● **Set exercise**
Retype the material in full, keeping every word the same.

● **Source records**
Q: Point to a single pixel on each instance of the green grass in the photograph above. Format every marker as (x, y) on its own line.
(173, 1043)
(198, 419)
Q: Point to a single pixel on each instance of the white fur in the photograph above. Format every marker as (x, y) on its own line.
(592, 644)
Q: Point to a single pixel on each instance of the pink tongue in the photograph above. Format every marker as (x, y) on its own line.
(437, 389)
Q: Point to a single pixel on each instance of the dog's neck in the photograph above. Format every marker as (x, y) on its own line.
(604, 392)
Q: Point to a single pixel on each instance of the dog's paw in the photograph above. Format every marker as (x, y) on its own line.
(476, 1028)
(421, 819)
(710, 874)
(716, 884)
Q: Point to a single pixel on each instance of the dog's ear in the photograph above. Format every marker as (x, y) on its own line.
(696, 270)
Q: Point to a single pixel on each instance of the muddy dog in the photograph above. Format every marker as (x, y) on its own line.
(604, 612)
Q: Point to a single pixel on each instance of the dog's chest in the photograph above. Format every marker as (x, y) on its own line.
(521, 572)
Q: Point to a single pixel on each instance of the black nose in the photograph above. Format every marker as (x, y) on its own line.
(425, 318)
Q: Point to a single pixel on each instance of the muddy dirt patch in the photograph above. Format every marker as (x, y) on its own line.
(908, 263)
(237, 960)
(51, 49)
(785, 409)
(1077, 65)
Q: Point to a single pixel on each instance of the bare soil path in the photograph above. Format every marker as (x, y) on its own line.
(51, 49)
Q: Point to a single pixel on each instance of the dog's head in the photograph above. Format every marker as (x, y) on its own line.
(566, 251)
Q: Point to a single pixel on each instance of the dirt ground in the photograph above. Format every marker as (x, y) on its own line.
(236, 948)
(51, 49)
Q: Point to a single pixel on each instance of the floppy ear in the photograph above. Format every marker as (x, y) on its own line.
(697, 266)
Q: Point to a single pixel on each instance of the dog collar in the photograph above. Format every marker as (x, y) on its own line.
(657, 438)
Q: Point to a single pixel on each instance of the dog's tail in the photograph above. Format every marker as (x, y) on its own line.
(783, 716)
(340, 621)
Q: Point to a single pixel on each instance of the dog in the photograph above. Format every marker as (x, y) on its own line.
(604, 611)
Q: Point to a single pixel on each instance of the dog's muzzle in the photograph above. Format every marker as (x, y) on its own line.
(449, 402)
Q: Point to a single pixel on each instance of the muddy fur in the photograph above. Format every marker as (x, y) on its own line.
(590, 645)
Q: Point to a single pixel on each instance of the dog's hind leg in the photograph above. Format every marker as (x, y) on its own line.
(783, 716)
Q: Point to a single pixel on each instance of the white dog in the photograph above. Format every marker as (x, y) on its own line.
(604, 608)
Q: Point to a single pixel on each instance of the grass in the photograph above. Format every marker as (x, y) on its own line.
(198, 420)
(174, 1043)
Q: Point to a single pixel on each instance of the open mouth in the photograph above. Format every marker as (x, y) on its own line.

● **Solved exercise**
Q: Point to a single pixel on each instance of the green grass in the photograph above. Format every marker as (x, y) on its own line.
(173, 1043)
(198, 419)
Q: Point to a single pixel on each instance of the white fur in the photograph above. Format every marker as (x, y) on its own line.
(592, 644)
Q: Point to a single pixel on each instance of the pink tongue in the photograph above. Format every marker as (x, y) on its own line.
(437, 389)
Q: Point to a single pixel on each instance of the dog's neck in the photograph above. Format every marker as (x, y) on its own line.
(604, 392)
Q: Point to a single pixel on each instance of the dog's paw in the photograph above. Format every marker as (x, y) on its own line.
(476, 1028)
(421, 819)
(710, 874)
(716, 884)
Q: Point to a single pixel on each instance of the dog's ear in the photograph above. Format every marker as (x, y) on its own line.
(696, 270)
Q: Point to a single pixel on each instance of the muddy dog in the photograph above. Format every marker as (x, y) on its own line.
(604, 612)
Q: Point to a single pixel on each instance of the dog's chest in the photograph above. Format every marker as (x, y) on its own line.
(521, 572)
Q: Point to a single pixel on each instance of the black nose in the photograph above. Format every marker as (x, y) on its own line.
(425, 318)
Q: Point to a single pixel on each instance of the muddy dirt patch in the photograph above. Format every marker as (x, y) on its own line.
(908, 263)
(237, 960)
(51, 49)
(785, 409)
(1077, 65)
Q: Point to a single pixel on each instance of the bare soil path in the photograph above. Format every marker as (x, y) on its own line.
(51, 49)
Q: Point to a single pixel on each instance of the dog's head in the photograph above. Format every marker as (x, y) on its own line.
(566, 251)
Q: Point to a single pixel on each instance of the dirt ground in the photograph above. Format every marker as (x, y) on its own line.
(236, 948)
(51, 49)
Q: Point to a single pixel on each instance of the floppy ear in the photograph above. Format every marker as (x, y) on its own line.
(697, 266)
Q: Point to a single pixel on each instance of the dog collar in the photograph above. Format every marker as (x, y) on its own line.
(657, 438)
Q: Point to a single pixel on each instance of the dog's tail in the photograph above. Format every marker as (x, y) on its own line.
(783, 716)
(340, 621)
Q: Point to a single pixel on each instance of the dog in the photograph above. Format every marker as (x, y) on its own line.
(604, 611)
Q: Point to a single pixel on each instance of the dog's muzzle in the photograph above. Format every marker as (x, y) on its own line.
(449, 402)
Q: Point to a single pixel on each instance of the muddy fur in the photograph above. Format every marker as (x, y) on its own line.
(590, 645)
Q: Point to a single pixel on each instance of the dog's hind leg in the photograph above. Format every marker as (x, y) on its own line.
(783, 716)
Q: Point to a single pixel on each instance of the white dog in the photograph above. Format every marker as (x, y) on its own line.
(604, 608)
Q: Point to a single pixel on each instance of the grass in the photograph above. Format every marker as (x, y) on its own line.
(198, 420)
(174, 1043)
Q: Point to a single pixel on each instance of the open mouth in the photograph above. Format every marker as (x, y) on its own line.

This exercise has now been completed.